Text shown:
= Beginning of Section =
From The Masque of the Red Death to The Mask of Zorro, from Fantômas to The Phantom of the Opera, from The Face of Another to Face/Off, masks have been an aesthetic fixture of the silver screen since its infancy. Bank robbers and revolutionaries have used them to hide their identities while superheroes and psychopaths have used them to gain new ones.
In 2020, when not wearing a mask in public raises eyebrows, everyone is getting a taste of the allure of anonymity. In his preface to Frantz Fanon’s Black Skin, White Masks, Homi Bhabha writes of the moment during the Algerian war of independence when women’s participation in the revolutionary struggle transformed the veil from a symbol of subjection into a symbol of resistance. Similarly, when protests over the extrajudicial killing of George Floyd erupted in May, the COVID mask instantly changed from a symbol of fear to a symbol of defiance. As millions of Americans decided they’d had enough of quarantine, their public health concerns conveniently dovetailed with an awareness of the advantages of covering your face when expressing dissent in a surveillance society.
Masks can evoke mystery, anonymity, impunity, and, in the case of The Mask (1994) — in which a pencil-pushing white dweeb becomes a zoot-suit-wearing, hip-swinging personification of raw id — racialized fantasies of hypermasculinity. In some cases, the mask becomes a way to restore a lost identity: in Georges Franju’s Eyes Without a Face (1960), after a young woman’s face is disfigured in a car crash her megalomaniac physician father hides her behind a blank mask and works obsessively to give her a face transplant; in Hiroshi Teshigahara’s The Face of Another (1966), a man whose face has been badly burned in an industrial accident receives a realistic latex mask that ends up transforming his personality; and in John Woo’s Face/Off (1997) John Travolta and Nicolas Cage surgically steal each other’s faces to infiltrate each other’s lives. What Franju achieves through strategic concealment, Teshigahara achieves through impressive effects makeup and Woo through pure acting, as Travolta has to adopt Cage’s mannerisms and Cage has to tone down his histrionics to achieve Travolta’s contained madness.
= End of Section =
Exercise tasks:
A) In the piece on masks in film, what did the COVID mask change from and into when the George Floyd protests erupted?
B) Condense the paragraph of the piece on masks in film that begins "Masks can evoke mystery" into a short bulleted list that keeps its main facts.
C) How would the piece on masks in film go on? Pick up after its last sentence and continue it.

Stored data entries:
= Beginning of Section =
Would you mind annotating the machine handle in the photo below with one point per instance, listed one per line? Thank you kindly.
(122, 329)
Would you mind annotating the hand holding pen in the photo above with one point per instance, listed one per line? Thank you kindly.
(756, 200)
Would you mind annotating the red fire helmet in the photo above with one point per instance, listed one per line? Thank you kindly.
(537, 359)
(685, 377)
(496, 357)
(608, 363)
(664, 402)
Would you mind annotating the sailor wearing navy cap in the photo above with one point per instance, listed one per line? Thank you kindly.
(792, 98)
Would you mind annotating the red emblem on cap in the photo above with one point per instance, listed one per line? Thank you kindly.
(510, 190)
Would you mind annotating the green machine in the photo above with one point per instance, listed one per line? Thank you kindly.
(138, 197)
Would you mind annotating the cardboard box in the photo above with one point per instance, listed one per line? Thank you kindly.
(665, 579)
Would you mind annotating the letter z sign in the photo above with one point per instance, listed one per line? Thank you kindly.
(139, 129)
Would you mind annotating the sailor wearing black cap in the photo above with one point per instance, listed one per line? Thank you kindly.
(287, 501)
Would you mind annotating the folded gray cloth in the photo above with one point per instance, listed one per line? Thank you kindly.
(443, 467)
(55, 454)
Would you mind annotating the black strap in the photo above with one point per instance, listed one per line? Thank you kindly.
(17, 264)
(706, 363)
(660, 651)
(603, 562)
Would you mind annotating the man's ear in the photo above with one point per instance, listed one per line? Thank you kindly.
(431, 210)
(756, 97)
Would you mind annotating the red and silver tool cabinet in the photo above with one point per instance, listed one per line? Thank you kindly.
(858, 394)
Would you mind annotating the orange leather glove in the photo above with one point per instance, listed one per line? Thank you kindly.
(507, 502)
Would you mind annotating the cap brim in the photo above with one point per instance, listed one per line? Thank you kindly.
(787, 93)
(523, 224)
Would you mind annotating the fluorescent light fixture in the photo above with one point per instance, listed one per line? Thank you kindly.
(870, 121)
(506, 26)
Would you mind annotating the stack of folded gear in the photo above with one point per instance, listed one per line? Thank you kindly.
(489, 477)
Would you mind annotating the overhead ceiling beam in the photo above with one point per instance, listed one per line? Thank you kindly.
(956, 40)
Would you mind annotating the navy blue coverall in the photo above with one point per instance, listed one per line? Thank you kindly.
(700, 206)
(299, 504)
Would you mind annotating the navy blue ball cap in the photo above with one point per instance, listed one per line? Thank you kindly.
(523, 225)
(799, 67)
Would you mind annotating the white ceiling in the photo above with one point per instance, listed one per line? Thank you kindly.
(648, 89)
= End of Section =
Your responses:
A) It changed from a symbol of fear to a symbol of defiance.

B)
- Masks can evoke mystery, anonymity, impunity, and, in The Mask (1994), racialized fantasies of hypermasculinity.
- Sometimes a mask restores a lost identity:
  - Eyes Without a Face (1960), directed by Georges Franju: a physician father hides his disfigured daughter behind a blank mask while pursuing a face transplant.
  - The Face of Another (1966), directed by Hiroshi Teshigahara: a burned man's realistic latex mask transforms his personality.
  - Face/Off (1997), directed by John Woo: John Travolta and Nicolas Cage surgically steal each other's faces.
- Franju relies on concealment, Teshigahara on effects makeup, and Woo on acting, with each star adopting the other's manner.

C)
The mask is, of course, a favorite accessory of the vigilante. Billionaire Bruce Wayne puts on a mask, becomes crime-fighting Batman. But Wayne is at the apex of the social hierarchy of Gotham, and Wayne Enterprises and the Wayne Foundation are just the economic and philanthropic arms of the Wayne-Batman status-quo-affirming apparatus. Thus, when Wayne goes out at night as a one-man SWAT team, he is only continuing his daytime work of buttressing Gotham’s existing social order. In Christopher Nolan’s version of the Batman saga, masks tend to have practical functions: the mask of Cillian Murphy’s Scarecrow protects him from his weaponized neurotoxin gas and that of Tom Hardy’s Bane supplies his body with analgesics. Wayne himself wears a mask for much the same reasons that medieval executioners have traditionally been considered to wear them (although, as Hilary Mantel points out, in reality they rarely did): to escape retribution from enemies or a hostile citizenry.
Masks are a powerful visual motif when worn by large groups of people. Recall the scene in V for Vendetta where Londoners in Guy Fawkes masks flood the streets to watch Parliament explode, or all those scenes in the Purge series where armed citizens (or Russian and Afrikaner “murder tourists”) show up as Uncle Sam, a gorilla, or a creepy deer. But while The Purge is about fanatical individualism, V for Vendetta is about becoming part of something bigger; all those Fawkes masks are identical, while somehow in the Purge universe, instead of a market glutted with the same mass-produced Freddy Krueger and Trump masks that dominate Halloween, everyone’s costume is painstakingly homemade.
Masquerade balls are an obvious occasion for concealing your face. In Roger Corman’s camptastic Edgar Allan Poe adaptation The Masque of the Red Death (1964), Vincent Price is the cartoonishly cruel Prince Prospero, who has a passion for Satan. When he throws a costume party for the aristocrats in his realm, a masked figure shows up in a red robe. Prospero becomes convinced that this audacious guest is Satan himself but discovers that the answer is far more terrifying. In Eyes Wide Shut, basic bourgeois Tom Cruise finds himself out of his depth at an elite orgy in a Westchester villa. Echoing the waning years of another empire, the swanky swingers wear Venetian masks.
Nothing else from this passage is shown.